Tuesday, February 22, 2011

Learning to be a better human through a Turing test

Each year for the past two decades, the artificial-intelligence community has convened for the field’s most anticipated and controversial event—a meeting to confer the Loebner Prize on the winner of a competition called the Turing Test. The test is named for the British mathematician Alan Turing, one of the founders of computer science, who in 1950 attempted to answer one of the field’s earliest questions: can machines think? ...

Instead of debating this question on purely theoretical grounds, Turing proposed an experiment. Several judges each pose questions, via computer terminal, to several pairs of unseen correspondents, one a human “confederate,” the other a computer program, and attempt to discern which is which. ... Turing predicted that by the year 2000, computers would be able to fool 30 percent of human judges after five minutes of conversation, and that as a result, one would “be able to speak of machines thinking without expecting to be contradicted.”

Turing’s prediction has not come to pass; however, at the 2008 contest, the top-scoring computer program missed that mark by just a single vote. When I read the news, I realized instantly that the 2009 test in Brighton could be the decisive one. I’d never attended the event, but I felt I had to go—and not just as a spectator, but as part of the human defense. A steely voice had risen up inside me, seemingly out of nowhere: Not on my watch. I determined to become a confederate. ...

**What the task asks:** In the passage on the Turing Test, what did Turing predict computers would be able to do by the year 2000?

**Dataset entries:**

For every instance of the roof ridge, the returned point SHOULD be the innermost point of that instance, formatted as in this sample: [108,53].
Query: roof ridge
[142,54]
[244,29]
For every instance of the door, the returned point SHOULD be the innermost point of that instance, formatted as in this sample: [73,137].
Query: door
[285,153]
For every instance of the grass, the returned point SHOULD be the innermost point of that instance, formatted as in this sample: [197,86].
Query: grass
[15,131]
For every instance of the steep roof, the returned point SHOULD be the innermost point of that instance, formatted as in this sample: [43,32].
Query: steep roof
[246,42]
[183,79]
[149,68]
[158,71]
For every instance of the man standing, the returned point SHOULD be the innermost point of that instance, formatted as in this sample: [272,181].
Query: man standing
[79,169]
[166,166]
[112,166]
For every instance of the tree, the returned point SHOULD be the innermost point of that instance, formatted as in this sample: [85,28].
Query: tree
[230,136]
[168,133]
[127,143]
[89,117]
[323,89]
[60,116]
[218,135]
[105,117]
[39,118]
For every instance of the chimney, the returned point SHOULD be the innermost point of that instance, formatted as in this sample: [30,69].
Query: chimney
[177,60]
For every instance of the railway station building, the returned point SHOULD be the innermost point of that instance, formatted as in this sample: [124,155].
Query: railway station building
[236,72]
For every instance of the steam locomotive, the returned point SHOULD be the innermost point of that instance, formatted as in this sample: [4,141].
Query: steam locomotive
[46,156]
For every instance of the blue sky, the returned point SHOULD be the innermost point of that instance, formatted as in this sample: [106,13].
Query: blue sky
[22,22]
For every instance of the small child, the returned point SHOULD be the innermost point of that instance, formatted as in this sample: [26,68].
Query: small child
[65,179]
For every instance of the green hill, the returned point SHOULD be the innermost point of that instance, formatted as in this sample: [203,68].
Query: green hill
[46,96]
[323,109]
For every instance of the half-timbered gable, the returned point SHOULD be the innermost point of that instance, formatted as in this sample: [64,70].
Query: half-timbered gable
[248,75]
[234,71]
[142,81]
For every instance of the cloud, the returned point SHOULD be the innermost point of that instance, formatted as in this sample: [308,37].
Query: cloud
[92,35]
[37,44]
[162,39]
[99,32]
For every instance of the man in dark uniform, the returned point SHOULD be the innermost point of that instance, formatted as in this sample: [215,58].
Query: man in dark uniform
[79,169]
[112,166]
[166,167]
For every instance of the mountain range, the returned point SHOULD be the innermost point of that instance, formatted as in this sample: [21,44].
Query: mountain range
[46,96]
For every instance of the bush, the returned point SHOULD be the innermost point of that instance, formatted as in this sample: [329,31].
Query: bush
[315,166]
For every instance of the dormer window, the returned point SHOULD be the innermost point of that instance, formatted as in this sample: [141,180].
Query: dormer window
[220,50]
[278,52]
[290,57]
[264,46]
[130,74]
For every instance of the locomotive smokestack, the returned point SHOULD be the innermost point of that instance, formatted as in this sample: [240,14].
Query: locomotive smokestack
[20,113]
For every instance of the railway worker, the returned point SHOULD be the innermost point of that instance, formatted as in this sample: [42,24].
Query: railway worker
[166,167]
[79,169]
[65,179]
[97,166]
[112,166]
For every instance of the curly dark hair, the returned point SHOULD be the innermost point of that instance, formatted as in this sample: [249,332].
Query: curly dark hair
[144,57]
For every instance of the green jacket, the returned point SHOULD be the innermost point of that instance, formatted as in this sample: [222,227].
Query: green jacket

**Task solution:** Fool 30 percent of human judges after five minutes of conversation.